── Texto proporcionado

Este fin de semana he aprendido algo que ya sabía pero que no siempre recuerdo. No es conveniente vivir lo que aún no ha llegado. Hay momentos futuros que nuestra cabeza se empeña en perfilar y colorear antes de que estos lleguen.

La semana pasada pinté el fin de semana próximo.

Íbamos a Puerto Lopez, una pequeña localidad en la costa del Pacifico, famosa porque en esta época, por lo que sea, las ballenas se acercan a sus aguas para cortejarse, aparearse y parir a sus crías.

Pinté un fin de semana muy especial, soleado, con horas de hamaca y playa, aguas templadas y la cámara de fotos muy cerca para captar coloridas instantáneas que compartir en redes. Me imagine probando la comida Manabí, a base de pescado y sabrosas salsas, y me imagine luciendo un sombrero panamá recién adquirido en Jipijapa. Todo muy placentero.

────

## Tareas del ejercicio
a – Según el texto, ¿para qué tres cosas se acercan las ballenas a las aguas de Puerto Lopez? Nómbralas todas.
b – En el texto, ¿en qué lugar se imagina quien escribe comprando el sombrero panamá que luce?
c – Edita el fragmento del texto entre "Este fin de" y "que estos lleguen.", ambos incluidos, cambiando "conveniente" por "sano".

── Datos proporcionados

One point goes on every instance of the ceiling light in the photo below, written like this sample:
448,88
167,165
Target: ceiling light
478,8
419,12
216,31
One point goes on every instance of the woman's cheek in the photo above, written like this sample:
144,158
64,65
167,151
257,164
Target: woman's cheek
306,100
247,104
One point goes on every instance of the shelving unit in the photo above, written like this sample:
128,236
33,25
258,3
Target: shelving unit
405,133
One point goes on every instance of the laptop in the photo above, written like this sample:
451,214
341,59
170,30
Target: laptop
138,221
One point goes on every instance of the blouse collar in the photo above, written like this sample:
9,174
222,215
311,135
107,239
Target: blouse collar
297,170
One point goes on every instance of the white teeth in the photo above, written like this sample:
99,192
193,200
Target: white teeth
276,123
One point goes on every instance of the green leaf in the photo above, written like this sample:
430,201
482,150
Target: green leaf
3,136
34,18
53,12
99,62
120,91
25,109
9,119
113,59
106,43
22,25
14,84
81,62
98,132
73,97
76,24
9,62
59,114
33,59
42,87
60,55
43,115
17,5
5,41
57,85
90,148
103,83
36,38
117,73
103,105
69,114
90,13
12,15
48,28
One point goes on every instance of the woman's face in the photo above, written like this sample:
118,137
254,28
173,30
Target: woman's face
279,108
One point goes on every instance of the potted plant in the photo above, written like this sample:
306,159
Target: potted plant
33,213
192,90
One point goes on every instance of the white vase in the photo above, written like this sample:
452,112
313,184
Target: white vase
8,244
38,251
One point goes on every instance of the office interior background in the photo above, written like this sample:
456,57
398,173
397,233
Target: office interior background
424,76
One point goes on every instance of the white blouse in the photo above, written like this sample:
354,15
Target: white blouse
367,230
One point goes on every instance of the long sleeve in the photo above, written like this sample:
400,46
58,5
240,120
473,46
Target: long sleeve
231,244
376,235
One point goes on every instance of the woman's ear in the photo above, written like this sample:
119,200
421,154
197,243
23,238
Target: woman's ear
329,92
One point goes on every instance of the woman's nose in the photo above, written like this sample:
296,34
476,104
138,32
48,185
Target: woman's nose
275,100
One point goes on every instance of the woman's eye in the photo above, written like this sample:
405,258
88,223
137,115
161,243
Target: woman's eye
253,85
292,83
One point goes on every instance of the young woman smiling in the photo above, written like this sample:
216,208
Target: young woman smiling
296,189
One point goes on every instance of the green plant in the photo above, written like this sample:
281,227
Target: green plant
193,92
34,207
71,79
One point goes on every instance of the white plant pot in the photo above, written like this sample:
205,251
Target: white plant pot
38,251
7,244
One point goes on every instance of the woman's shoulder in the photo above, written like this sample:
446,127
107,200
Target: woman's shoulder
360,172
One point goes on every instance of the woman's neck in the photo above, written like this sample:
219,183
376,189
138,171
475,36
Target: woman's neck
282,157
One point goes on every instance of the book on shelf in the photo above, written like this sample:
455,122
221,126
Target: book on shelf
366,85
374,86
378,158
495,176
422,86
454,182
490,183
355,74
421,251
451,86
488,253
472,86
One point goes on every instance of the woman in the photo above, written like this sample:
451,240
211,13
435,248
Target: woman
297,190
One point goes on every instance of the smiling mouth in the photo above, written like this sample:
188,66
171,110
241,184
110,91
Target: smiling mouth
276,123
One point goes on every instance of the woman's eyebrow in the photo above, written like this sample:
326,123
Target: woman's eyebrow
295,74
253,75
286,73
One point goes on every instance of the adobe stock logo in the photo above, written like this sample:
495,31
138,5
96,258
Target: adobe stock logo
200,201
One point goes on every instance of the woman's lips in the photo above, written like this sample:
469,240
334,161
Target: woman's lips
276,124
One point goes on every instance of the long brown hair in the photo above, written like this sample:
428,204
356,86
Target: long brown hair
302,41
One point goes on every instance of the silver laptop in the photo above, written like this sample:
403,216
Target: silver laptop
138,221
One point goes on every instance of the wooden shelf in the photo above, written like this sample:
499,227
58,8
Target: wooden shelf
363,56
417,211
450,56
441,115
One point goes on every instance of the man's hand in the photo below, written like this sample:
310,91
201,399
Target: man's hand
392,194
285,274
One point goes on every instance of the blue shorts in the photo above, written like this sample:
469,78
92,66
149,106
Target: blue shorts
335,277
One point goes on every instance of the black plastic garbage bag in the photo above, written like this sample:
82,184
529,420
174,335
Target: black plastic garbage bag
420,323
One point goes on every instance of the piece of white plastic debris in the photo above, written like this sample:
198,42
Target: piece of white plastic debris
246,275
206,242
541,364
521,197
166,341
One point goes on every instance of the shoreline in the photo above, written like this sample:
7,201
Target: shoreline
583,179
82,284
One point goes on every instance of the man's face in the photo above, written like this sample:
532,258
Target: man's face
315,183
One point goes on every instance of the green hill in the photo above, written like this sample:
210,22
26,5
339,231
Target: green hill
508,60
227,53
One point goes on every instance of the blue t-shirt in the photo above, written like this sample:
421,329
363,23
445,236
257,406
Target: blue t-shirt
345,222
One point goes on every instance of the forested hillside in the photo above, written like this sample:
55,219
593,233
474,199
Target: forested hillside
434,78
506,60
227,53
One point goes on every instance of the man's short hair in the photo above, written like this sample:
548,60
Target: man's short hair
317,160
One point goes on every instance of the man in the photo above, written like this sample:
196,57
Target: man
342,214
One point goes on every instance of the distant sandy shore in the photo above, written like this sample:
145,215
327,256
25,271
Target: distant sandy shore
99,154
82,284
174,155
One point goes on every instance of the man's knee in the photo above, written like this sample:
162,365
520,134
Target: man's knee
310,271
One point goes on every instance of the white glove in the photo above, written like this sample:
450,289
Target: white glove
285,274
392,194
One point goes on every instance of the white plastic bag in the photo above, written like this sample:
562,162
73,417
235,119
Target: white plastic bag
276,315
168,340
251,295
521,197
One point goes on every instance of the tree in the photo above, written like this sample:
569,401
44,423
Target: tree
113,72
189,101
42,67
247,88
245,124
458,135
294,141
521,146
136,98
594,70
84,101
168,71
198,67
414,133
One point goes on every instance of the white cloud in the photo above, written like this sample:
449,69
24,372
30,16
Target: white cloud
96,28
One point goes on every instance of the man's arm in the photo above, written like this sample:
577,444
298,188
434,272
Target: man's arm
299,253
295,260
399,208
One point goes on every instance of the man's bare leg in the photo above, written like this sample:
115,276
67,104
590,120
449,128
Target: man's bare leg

────

## Resultados del ejercicio
a – Para cortejarse, para aparearse y para parir a sus crías.

b – En Jipijapa.

c –
Este fin de semana he aprendido algo que ya sabía pero que no siempre recuerdo. No es sano vivir lo que aún no ha llegado. Hay momentos futuros que nuestra cabeza se empeña en perfilar y colorear antes de que estos lleguen.